CHALLENGE: Reproduce every line of the material below, multiplying only the x and y coordinates given as answers by 0.55 and rounding each to a whole number with halves rounded up. All other numbers stay unchanged, and the pictures are left out.

ENTRIES SUPPLIED:
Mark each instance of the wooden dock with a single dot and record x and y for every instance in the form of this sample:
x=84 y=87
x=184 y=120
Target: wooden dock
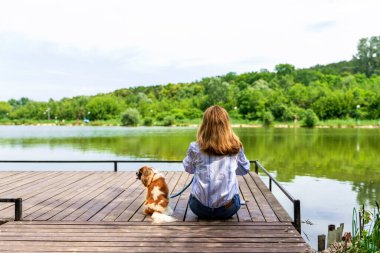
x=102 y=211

TASK RESPONSE:
Mark each instance of the wooden dock with a single dot and record x and y for every instance in the form of this sample:
x=84 y=87
x=184 y=120
Target: wooden dock
x=56 y=116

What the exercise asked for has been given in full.